Wikimedia spindoctor on failed Decolonisation Conference

READERS may be aware of the circumstances surrounding the hosting of an exclusive “Decolonising the Internet” conference in Cape Town.

A conference so exclusive that that it was not simply a well-funded invitation-only event, in the run-up to Wikimania Cape Town, but one which bizarrely excluded anti-apartheid activists — in the process failing miserably to include the very same persons referred to in its bold statements, cynically referring to ‘representivity, inclusivity, the marginalised and the local (see my letter to Douglas Scott, and my complaint to Wikimania).

The organisers still persist in claiming they were promoting “newly created alliances and networks, [working] together towards more diversity and inclusion in the experience of internet design, architecture, content, and governance” while further proclaiming: “We intend to dramatically change the way the internet represents the majority of the world.”

Exactly how this will ever be achieved by hosting closed door sessions dominated by ‘privileged white persons’ from the global North is still a mystery.

What the organizers did accomplish was some skilled (read manipulated) agenda-setting and box-ticking for the main programme’s half-baked keynote delivered by Dr Sean Jacobs, who parachuted in from New York to deliver an uneven address on the subject while claiming that Wikimania had done its homework on apartheid memory.

Witness Jake Orlowitz a Wikimania volunteer being interviewed by a clueless volunteer who ends her interview by stating:  “you did all my work for me, I don’t even have to ask any follow up questions”.

* PROBLEM DESCRIPTION
Can you restate the conference piece from "What the organizers" to "on apartheid memory.", replacing "keynote" with "lecture"?

* SUPPLIED DATA
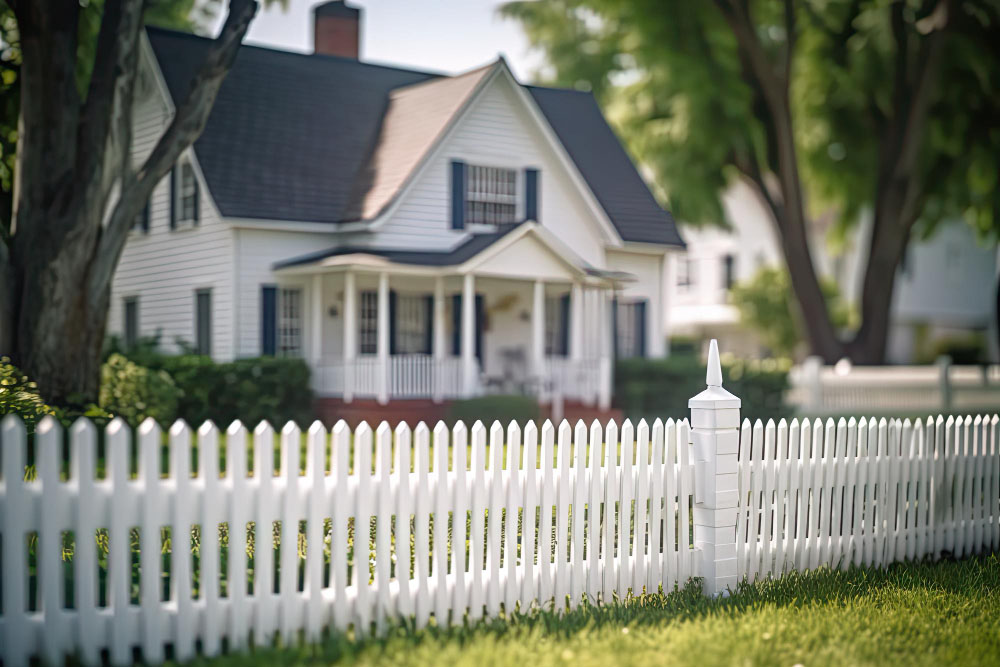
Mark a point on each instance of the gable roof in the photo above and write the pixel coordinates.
(318, 138)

* REPLY TO THE EXERCISE
What the organizers did accomplish was some skilled (read manipulated) agenda-setting and box-ticking for the main programme’s half-baked lecture delivered by Dr Sean Jacobs, who parachuted in from New York to deliver an uneven address on the subject while claiming that Wikimania had done its homework on apartheid memory.